** start of SELECTION **

Hi

I won't get into the debate as to which process is best at this time,
as I think they both have merits and drawbacks. Until I'm convinced
one way or the other I prefer to continue doing business as usual.

Here are a couple of large open source projects that do not publish
*distributions* of failed releases:

Tomcat
http://archive.apache.org/dist/tomcat/tomcat-7/

Subversion
http://archive.apache.org/dist/subversion/


On Sun, Sep 15, 2013 at 2:00 AM, Jason van Zyl <ja...@tesla.io> wrote:
> The users may well be developers, but I don't think that warrants changing a 
> normal pattern. Maybe only I consider this a normal pattern, but I don't know 
> of any examples, personally, where externally represented versions have gaps 
> in them. I'd ask you the same question I asked Stephen as to whether you know 
> of any projects, or products, that do this? Just because we can skip versions 
> isn't a good reason to do so. If lots of projects do it then it's worth 
> considering. Have any examples on hand?
>
> For now while I'm doing the core releases, I would prefer not to have gaps. 
> Call me provincial, but I'd like to do what we've always done since the 
> inception of the project unless there is a compelling reason to do otherwise.

** end of SELECTION **

**EXERCISE INSTRUCTIONS:**
(a) Show each line of the entries that contains the word "here".
(b) Write what comes next in the mailing-list message about gaps in release version numbers, picking up after its last line.
The message above has no connection to the saved entries.

** start of DATASET EXCERPTS **

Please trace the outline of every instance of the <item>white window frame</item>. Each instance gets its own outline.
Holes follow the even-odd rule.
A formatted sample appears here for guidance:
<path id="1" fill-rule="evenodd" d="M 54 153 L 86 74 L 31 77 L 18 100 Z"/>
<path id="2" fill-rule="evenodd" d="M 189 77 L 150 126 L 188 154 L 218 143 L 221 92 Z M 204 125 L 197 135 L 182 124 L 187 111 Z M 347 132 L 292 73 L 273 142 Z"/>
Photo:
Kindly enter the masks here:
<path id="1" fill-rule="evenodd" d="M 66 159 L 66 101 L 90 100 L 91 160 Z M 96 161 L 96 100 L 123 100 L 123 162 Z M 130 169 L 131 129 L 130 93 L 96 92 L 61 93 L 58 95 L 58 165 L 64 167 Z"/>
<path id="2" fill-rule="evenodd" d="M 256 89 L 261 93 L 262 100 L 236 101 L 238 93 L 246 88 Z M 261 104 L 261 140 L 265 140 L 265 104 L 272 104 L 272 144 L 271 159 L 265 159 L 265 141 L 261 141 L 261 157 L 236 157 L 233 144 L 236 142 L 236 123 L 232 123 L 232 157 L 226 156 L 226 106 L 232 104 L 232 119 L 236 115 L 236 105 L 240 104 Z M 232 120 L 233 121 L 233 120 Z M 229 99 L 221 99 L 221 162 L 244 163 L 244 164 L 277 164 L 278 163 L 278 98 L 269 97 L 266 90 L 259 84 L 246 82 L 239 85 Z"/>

** end of DATASET EXCERPTS **

**RESULTS OF THE EXERCISE:**
(a)
A formatted sample appears here for guidance:
Kindly enter the masks here:

(b)
>
> On Sep 14, 2013, at 7:48 PM, Fred Cooke <fred.co...@gmail.com> wrote:
>
>> Jason, PLEASE understand that you do NOT have a single user. Not even one.
>> Nada. Zilch. You have developers. Developers, by definition, are not
>> *completely* stupid (though some try to fool us!). They can handle missing
>> versions. If you released firefox 12 after firefox 10 it would be confusing
>> for millions, maven 3.1.5 after maven 3.1.1, ONLY a complete and utter
>> moron would be confused by this. Few developers are that stupid, and those
>> who are have limited months of career as a dev ahead of them. "it's
>> confusing" holds no water in the context of a hard-core dev tool IMO.
>>
>>
>> On Sun, Sep 15, 2013 at 1:34 AM, Stephen Connolly <
>> stephen.alan.conno...@gmail.com> wrote:
>>
>>> The difference is that you say those versions did not pass QA.
>>>
>>> As a user I'd rather know that what I have *unabiguously* passed QA
>>> (whatever that QA process is, and however lax it is) than know the
>>> increasing version numbers. On top of that, if we go increasing, with no
>>> skips, we are actually giving people a false sense of extra QA... By
>>> telling people "go to this page where we list the status of each version"
>>> then they will not be confused at all... Instead they get greater
>>> confidence...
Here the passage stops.